◆ **TASK PROMPT**
Rewrite the listing below with every occurrence of "field log" replaced by "survey record", leaving all other text unchanged. Omit the pictures from your version.

◆ **GIVEN DATA**

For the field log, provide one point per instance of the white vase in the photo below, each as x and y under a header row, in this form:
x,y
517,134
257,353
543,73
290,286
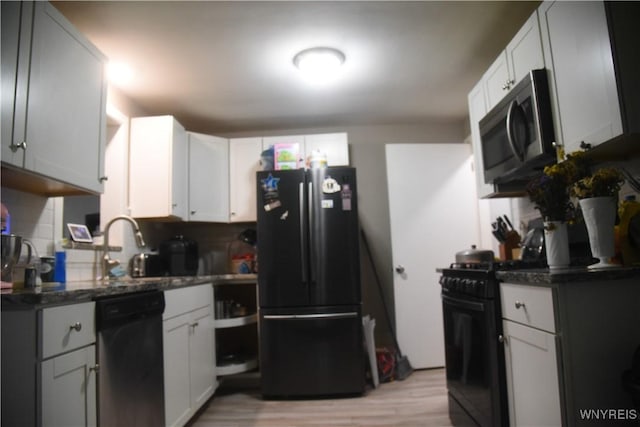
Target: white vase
x,y
600,216
556,243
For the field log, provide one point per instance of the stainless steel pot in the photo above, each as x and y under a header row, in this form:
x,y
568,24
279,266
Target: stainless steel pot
x,y
145,265
474,255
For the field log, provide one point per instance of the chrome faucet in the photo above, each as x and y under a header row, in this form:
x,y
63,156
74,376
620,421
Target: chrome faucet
x,y
107,263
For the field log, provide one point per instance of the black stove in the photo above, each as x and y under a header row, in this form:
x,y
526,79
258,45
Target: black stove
x,y
478,279
476,379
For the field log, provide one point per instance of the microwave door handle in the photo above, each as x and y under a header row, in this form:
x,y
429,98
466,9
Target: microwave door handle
x,y
510,117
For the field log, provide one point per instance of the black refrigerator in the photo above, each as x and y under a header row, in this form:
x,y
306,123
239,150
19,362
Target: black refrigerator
x,y
309,283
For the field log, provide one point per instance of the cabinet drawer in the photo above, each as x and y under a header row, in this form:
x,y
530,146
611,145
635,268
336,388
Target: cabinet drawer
x,y
182,300
529,305
67,327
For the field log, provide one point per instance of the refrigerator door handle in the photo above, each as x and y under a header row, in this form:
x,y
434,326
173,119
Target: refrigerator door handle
x,y
346,315
303,235
313,254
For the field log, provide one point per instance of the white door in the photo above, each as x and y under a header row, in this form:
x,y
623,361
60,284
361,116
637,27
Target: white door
x,y
433,213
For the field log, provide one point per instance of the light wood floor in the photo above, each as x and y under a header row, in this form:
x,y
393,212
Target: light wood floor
x,y
418,401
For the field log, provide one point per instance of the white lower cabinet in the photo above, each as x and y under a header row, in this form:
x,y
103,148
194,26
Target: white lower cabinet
x,y
189,352
69,389
532,376
566,346
48,366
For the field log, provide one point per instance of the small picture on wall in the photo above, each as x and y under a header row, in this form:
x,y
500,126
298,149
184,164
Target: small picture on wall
x,y
79,233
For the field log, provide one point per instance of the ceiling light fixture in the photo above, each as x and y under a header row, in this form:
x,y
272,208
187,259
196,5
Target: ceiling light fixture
x,y
319,64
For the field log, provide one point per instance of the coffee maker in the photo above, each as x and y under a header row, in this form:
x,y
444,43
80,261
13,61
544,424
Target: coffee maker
x,y
11,248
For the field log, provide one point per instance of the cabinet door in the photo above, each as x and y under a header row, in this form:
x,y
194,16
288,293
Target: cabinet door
x,y
69,389
14,16
334,145
524,52
65,122
176,370
577,48
202,355
244,162
477,110
208,178
532,376
496,80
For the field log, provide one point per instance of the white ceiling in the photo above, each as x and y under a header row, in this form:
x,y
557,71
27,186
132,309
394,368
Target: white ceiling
x,y
227,66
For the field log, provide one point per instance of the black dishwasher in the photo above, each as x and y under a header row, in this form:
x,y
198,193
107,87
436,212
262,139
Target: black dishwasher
x,y
129,352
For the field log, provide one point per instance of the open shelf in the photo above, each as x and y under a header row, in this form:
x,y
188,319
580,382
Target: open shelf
x,y
236,368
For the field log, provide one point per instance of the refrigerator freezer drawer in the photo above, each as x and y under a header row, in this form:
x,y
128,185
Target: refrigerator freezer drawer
x,y
312,354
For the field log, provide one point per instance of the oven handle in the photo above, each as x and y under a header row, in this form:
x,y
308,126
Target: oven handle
x,y
460,303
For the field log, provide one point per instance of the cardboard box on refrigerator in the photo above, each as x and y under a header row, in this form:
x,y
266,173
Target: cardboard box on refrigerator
x,y
286,156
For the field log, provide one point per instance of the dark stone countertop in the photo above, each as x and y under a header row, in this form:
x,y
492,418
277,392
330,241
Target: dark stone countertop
x,y
83,291
543,276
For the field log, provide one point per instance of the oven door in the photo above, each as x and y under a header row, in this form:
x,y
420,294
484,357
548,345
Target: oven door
x,y
474,360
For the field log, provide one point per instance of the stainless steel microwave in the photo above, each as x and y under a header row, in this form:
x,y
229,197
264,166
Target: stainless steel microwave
x,y
517,134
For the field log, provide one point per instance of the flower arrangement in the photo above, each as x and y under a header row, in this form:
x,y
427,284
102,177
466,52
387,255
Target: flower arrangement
x,y
604,182
550,192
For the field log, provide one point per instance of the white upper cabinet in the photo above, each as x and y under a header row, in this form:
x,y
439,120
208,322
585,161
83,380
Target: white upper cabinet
x,y
477,110
583,83
208,178
158,168
55,85
522,54
244,163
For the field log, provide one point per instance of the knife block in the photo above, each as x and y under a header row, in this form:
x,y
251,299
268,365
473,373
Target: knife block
x,y
511,242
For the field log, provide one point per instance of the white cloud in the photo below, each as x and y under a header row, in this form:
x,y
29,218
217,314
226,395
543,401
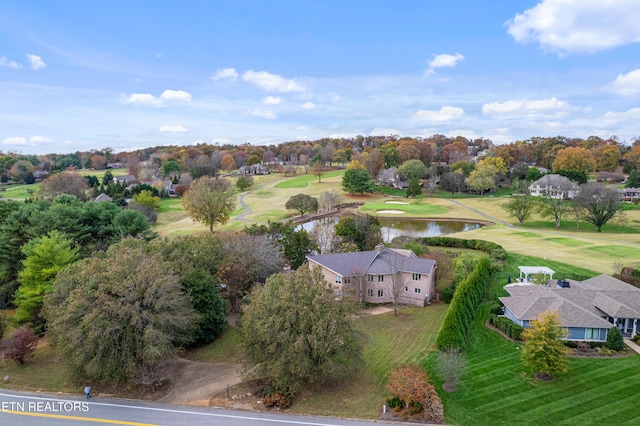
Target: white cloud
x,y
176,95
626,84
36,62
446,113
4,62
272,82
173,129
551,106
264,113
142,99
225,74
271,100
384,131
443,60
15,141
578,26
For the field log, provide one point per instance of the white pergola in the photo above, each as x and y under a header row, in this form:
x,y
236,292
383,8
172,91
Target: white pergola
x,y
526,271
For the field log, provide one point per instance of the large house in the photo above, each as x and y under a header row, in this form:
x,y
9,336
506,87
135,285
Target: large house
x,y
554,186
588,309
379,276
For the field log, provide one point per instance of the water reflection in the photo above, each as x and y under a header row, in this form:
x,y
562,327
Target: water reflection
x,y
392,228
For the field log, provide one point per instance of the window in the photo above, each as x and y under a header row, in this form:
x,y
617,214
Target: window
x,y
592,333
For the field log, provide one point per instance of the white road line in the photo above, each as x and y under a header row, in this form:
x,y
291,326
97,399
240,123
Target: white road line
x,y
180,411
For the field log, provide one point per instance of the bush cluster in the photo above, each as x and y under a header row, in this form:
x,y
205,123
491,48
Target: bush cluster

◆ **EXERCISE SOLUTION**
For the survey record, provide one point per instance of the white vase in the photo below, each as x and y under a header row, in this form:
x,y
517,134
257,353
543,73
290,286
Target: white vase
x,y
600,216
556,243
For the survey record, provide one point per instance of the stainless steel pot in the photo above, each as x and y under a header row, in this form:
x,y
568,24
279,266
Target: stainless steel pot
x,y
145,265
474,255
For the survey record, provide one point per instance of the chrome faucet in the photo above, each as x and y under a header row, in this form:
x,y
63,156
74,376
620,421
Target: chrome faucet
x,y
107,263
For the survey record, provide one point per instance of the black stove in the photo above, each as x and y under a header row, in this form:
x,y
526,79
258,45
Target: black stove
x,y
478,279
476,379
For the survey record, provide one point per instance of the microwave door handle in the photo above, each as x and y under a header row, in this form:
x,y
429,98
466,9
Target: microwave door handle
x,y
510,117
For the survey record, provide one point per instance of the black refrigerator in the photo above, each as x and y under a header row, in this form:
x,y
306,123
239,150
19,362
Target: black refrigerator
x,y
309,283
For the survey record, provide one point per instance of the cabinet drawer in the photo above, each as x and y under a header row, in this form:
x,y
530,146
611,145
635,268
336,388
Target: cabinet drawer
x,y
182,300
529,305
67,327
For the survey record, provide one point per instance of the refrigerator door handle in the photo above, each as x and y under a header row, in this form:
x,y
434,326
173,119
Target: refrigerator door handle
x,y
346,315
303,235
313,254
For the survey record, provide one point per instance of the white door in the photo above, each as x and y under a header row, in this form:
x,y
623,361
60,284
361,116
637,27
Target: white door
x,y
433,213
For the survey record, provide one point per instance of the light wood floor in the photo above, each as x and y under a header row, in this form:
x,y
393,212
Target: light wood floor
x,y
418,401
For the survey record, provide one point per instance of the white lower cabinet in the photo above, each as x and y under a header row, in this form:
x,y
103,148
194,26
Target: white lower cabinet
x,y
189,352
69,389
532,376
566,346
48,366
For the survey record, provide one point per instance of the small picture on wall in the photo above, each as x and y under a header row, in this form:
x,y
500,126
298,149
184,164
Target: small picture on wall
x,y
79,233
For the survey record, provide one point per instance of the ceiling light fixture in the photo above, each as x and y under a header row, in this form:
x,y
272,208
187,259
196,5
Target: ceiling light fixture
x,y
319,64
For the survey record, provide one point per instance of the coffee maker in the photo above, each as x and y under a header row, in this form:
x,y
444,43
80,261
13,61
544,424
Target: coffee maker
x,y
11,248
For the survey record, provide one point per instance of the cabinet door in the photo above, each as x and y under a header row, in this form:
x,y
194,16
288,293
Target: cabinet door
x,y
69,389
14,16
334,145
524,52
65,122
176,370
577,48
202,355
244,162
477,110
208,178
532,376
496,80
For the survey record, provide one point per instance of the white ceiling in the photo above, each as x and y under a header row, in this form:
x,y
557,71
27,186
132,309
394,368
Target: white ceiling
x,y
227,66
For the survey record, provide one point per instance of the black dishwasher in the photo above, each as x and y under a header row, in this form:
x,y
198,193
107,87
436,212
262,139
Target: black dishwasher
x,y
129,352
For the survey record, provide one point per instance of the open shelf in the photo above, each as x and y under a header row, in this form:
x,y
188,319
580,382
Target: open shelf
x,y
236,368
For the survey record, provide one point per instance of the refrigerator freezer drawer in the photo above, each as x and y under a header row, in this form:
x,y
128,185
Target: refrigerator freezer drawer
x,y
312,354
For the survey record, provide one point per instance of the oven handle in the photo above, each as x and y under a header row, in this form:
x,y
308,126
Target: oven handle
x,y
460,303
For the survey record, provide one point per instance of the cardboard box on refrigerator in the photo above, each as x and y under a header row, in this form:
x,y
266,173
Target: cardboard box on refrigerator
x,y
286,156
For the survey record, provide one point per instance of the dark stone countertop in the photo above, each as x and y under a header row, in this form:
x,y
492,418
277,392
330,241
Target: dark stone countertop
x,y
83,291
543,276
For the survey record, provide one point per instance of the oven door in the photo above, each as x and y under a header row, in this form:
x,y
420,294
484,357
548,345
Target: oven door
x,y
474,360
For the survey record, provide one point per instance of the stainless steel microwave in the photo above, each as x and y under a header row, in this form:
x,y
229,197
264,166
Target: stainless steel microwave
x,y
517,134
For the survey record, provide one point per instance of the flower arrangement in the photo above, each as x and y under a header row, in this form:
x,y
427,284
102,177
466,52
387,255
Target: flower arrangement
x,y
604,182
550,192
For the survey record, provide one point per instance of the white upper cabinet in the photo above, each as x and y under a header row, in this form:
x,y
439,120
208,322
585,161
83,380
Target: white upper cabinet
x,y
477,110
583,83
208,178
158,168
55,85
522,54
244,163
For the survey record, provide one point per instance of the knife block in the photo above, each as x and y under a header row, in this form:
x,y
251,299
268,365
473,373
Target: knife block
x,y
511,242
For the survey record, provide one point per instance of the white cloud in the photo below, each as x and y under a header row, in this form:
x,y
29,218
217,314
226,395
543,401
Target: white cloud
x,y
176,95
626,84
36,62
446,113
4,62
272,82
173,129
551,106
264,113
142,99
225,74
271,100
384,131
443,60
15,141
578,26
For the survey record, provide one point per instance of the white pergola in the photo above, each as x and y under a header row, in this form:
x,y
236,292
383,8
172,91
Target: white pergola
x,y
526,271
For the survey record, provide one point per instance of the large house in the photo above, each as x and y under a header row, in this form:
x,y
9,336
506,87
135,285
Target: large house
x,y
554,186
588,309
379,276
For the survey record, provide one point per instance of the water reflection in the photo above, each as x and y under a header row, in this form:
x,y
562,327
Target: water reflection
x,y
392,228
For the survey record, provide one point per instance of the window in the photo above, each as x and y under a header row, in this form:
x,y
617,214
Target: window
x,y
592,333
For the survey record, provide one point per instance of the white road line in the photo above, each as x and y under a header row, in this form:
x,y
291,326
97,399
240,123
Target: white road line
x,y
180,411
For the survey record, provide one point per instance of the bush cluster in the photo above, each as x and y under a header row, in this form:
x,y
205,123
491,48
Target: bush cluster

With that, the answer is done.